**SOURCE**.
Converting docx into pdf in java

77,877

Solution 1

You are missing some libraries.

I am able to run your code by adding the following libraries:

    Apache POI 3.15
    org.apache.poi.xwpf.converter.core-1.0.6.jar
    org.apache.poi.xwpf.converter.pdf-1.0.6.jar
    fr.opensagres.xdocreport.itext.extension-2.0.0.jar
    itext-2.1.7.jar
    ooxml-schemas-1.3.jar

I have successfully converted a 6 pages long Word document (.docx) with tables, images and various formatting.

Solution 2

In addition to the VivekRatanSinha answer, i would i like to post full code and required jars for the people who need it in future.

Code:

import java.io.File;
import java.io.FileInputStream;
import java.io.FileOutputStream;
import java.io.IOException;
import java.io.InputStream;
import java.io.OutputStream;

import org.apache.poi.xwpf.converter.pdf.PdfConverter;
import org.apache.poi.xwpf.converter.pdf.PdfOptions;
import org.apache.poi.xwpf.usermodel.XWPFDocument;

public class WordConvertPDF {
    public static void main(String[] args) {
        WordConvertPDF cwoWord = new WordConvertPDF();
        cwoWord.ConvertToPDF("D:/Test.docx", "D:/Test.pdf");
    }

    public void ConvertToPDF(String docPath, String pdfPath) {
        try {
            InputStream doc = new FileInputStream(new File(docPath));
            XWPFDocument document = new XWPFDocument(doc);
            PdfOptions options = PdfOptions.create();
            OutputStream out = new FileOutputStream(new File(pdfPath));
            PdfConverter.getInstance().convert(document, out, options);
        } catch (IOException ex) {
            System.out.println(ex.getMessage());
        }
    }
}

and JARS:

required jars

Enjoy :)

**CHALLENGE 1**.
Translate this sentence from the docx-to-pdf thread into German: "I have successfully converted a 6 pages long Word document (.docx) with tables, images and various formatting."
The listing that follows is unrelated to the docx-to-pdf thread.

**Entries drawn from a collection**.
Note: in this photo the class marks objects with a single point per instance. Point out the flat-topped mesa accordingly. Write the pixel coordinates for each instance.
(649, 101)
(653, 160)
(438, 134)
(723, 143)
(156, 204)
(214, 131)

--

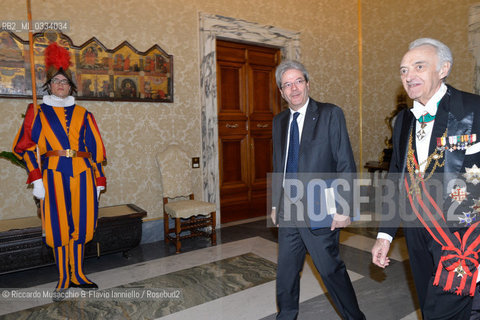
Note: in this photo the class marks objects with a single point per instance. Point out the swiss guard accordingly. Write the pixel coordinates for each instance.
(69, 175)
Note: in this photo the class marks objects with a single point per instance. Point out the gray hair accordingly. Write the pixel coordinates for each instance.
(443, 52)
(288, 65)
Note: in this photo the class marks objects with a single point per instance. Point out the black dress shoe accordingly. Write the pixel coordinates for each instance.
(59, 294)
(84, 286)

**CHALLENGE 2**.
Find every line in the listing above that contains the string "coordinates", matching case exactly, and copy each such line in full.

**COMPLETE ANSWER 1**.
Ich habe erfolgreich ein sechsseitiges Word-Dokument (.docx) mit Tabellen, Bildern und verschiedenen Formatierungen konvertiert.

**COMPLETE ANSWER 2**.
Note: in this photo the class marks objects with a single point per instance. Point out the flat-topped mesa accordingly. Write the pixel coordinates for each instance.
Note: in this photo the class marks objects with a single point per instance. Point out the swiss guard accordingly. Write the pixel coordinates for each instance.
Note: in this photo the class marks objects with a single point per instance. Point out the gray hair accordingly. Write the pixel coordinates for each instance.
Note: in this photo the class marks objects with a single point per instance. Point out the black dress shoe accordingly. Write the pixel coordinates for each instance.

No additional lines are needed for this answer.